- Text block:
Login | Register For Free | Help
Search for: (Advanced)

Mailing List Archive: Lucene: General

MaxFieldLength in Lucene 3.4

 

 

Lucene general RSS feed   Index | Next | Previous | View Threaded


mrjama at comcast

Nov 27, 2011, 11:09 PM

Post #1 of 4 (771 views)
Permalink
MaxFieldLength in Lucene 3.4

While upgrading to Lucene 3.4, I noticed the MaxFieldLength values on the
indexers are deprecated. There appears to be a LimitTokenCountAnalyzer
that limits the tokens - so does that mean the default for all other
analyzers is unlimited?

Thanks in advance -
JM


uwe at thetaphi

Nov 27, 2011, 11:40 PM

Post #2 of 4 (758 views)

- Exercise instructions:
[a] Answer each question from the MaxFieldLength thread.
(i) To which Lucene version is the first poster upgrading?
(ii) How many views does Post #1 show?
(iii) At what time was Post #2 posted?
[b] For each statement, decide whether it agrees with the MaxFieldLength thread, and quote the words that settle it.
(i) The first poster noticed that the MaxFieldLength values on the indexers are deprecated.
(ii) The thread holds five posts.
(iii) The second post appeared on a different day from the first.
[c] Summarize the MaxFieldLength thread in two sentences.
The records after the MaxFieldLength thread are separate material with no link to it.

- Entries shown:
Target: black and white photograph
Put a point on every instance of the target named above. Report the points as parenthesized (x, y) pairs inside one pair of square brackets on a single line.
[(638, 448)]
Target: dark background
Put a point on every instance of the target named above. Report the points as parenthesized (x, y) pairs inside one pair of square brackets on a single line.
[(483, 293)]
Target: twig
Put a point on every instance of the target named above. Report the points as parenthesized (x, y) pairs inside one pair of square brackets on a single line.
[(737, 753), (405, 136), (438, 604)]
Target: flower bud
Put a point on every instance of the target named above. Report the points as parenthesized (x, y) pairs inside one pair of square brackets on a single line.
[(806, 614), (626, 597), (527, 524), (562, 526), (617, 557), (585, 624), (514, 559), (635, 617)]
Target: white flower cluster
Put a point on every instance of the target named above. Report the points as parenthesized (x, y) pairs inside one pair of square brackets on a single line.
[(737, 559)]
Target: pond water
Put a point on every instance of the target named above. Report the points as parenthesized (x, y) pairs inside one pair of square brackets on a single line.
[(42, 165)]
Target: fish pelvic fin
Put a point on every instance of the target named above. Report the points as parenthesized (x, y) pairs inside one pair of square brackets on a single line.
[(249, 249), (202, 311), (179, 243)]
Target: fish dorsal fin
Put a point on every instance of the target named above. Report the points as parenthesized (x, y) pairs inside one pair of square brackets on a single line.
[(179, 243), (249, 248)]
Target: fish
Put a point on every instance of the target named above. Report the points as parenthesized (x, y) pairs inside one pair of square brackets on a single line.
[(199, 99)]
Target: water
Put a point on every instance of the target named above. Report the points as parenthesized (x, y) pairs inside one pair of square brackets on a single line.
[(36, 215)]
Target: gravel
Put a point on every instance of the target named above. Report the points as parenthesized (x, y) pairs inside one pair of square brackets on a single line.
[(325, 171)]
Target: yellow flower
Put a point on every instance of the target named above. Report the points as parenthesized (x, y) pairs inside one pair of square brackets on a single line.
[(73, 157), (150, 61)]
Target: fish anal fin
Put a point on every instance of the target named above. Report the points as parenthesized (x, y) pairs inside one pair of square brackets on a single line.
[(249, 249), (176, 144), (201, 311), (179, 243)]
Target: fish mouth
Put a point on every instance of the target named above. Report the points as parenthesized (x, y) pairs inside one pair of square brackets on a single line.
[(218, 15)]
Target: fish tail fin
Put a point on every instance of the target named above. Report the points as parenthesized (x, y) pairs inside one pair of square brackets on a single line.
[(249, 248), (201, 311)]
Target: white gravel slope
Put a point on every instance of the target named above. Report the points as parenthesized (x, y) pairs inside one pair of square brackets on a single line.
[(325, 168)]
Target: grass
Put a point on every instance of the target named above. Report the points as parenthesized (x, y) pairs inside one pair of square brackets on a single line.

- Answers per task:
[a]
(i) Lucene 3.4
(ii) 771
(iii) 11:40 PM

[b]
(i) Yes: "I noticed the MaxFieldLength values on the indexers are deprecated"
(ii) No: "Post #1 of 4"
(iii) No: "Nov 27, 2011, 11:40 PM"

[c] On the Lucene general mailing list, a poster upgrading to Lucene 3.4 notes that the MaxFieldLength values on the indexers are deprecated. Observing that a LimitTokenCountAnalyzer limits the tokens, the poster asks whether the default for all other analyzers is therefore unlimited.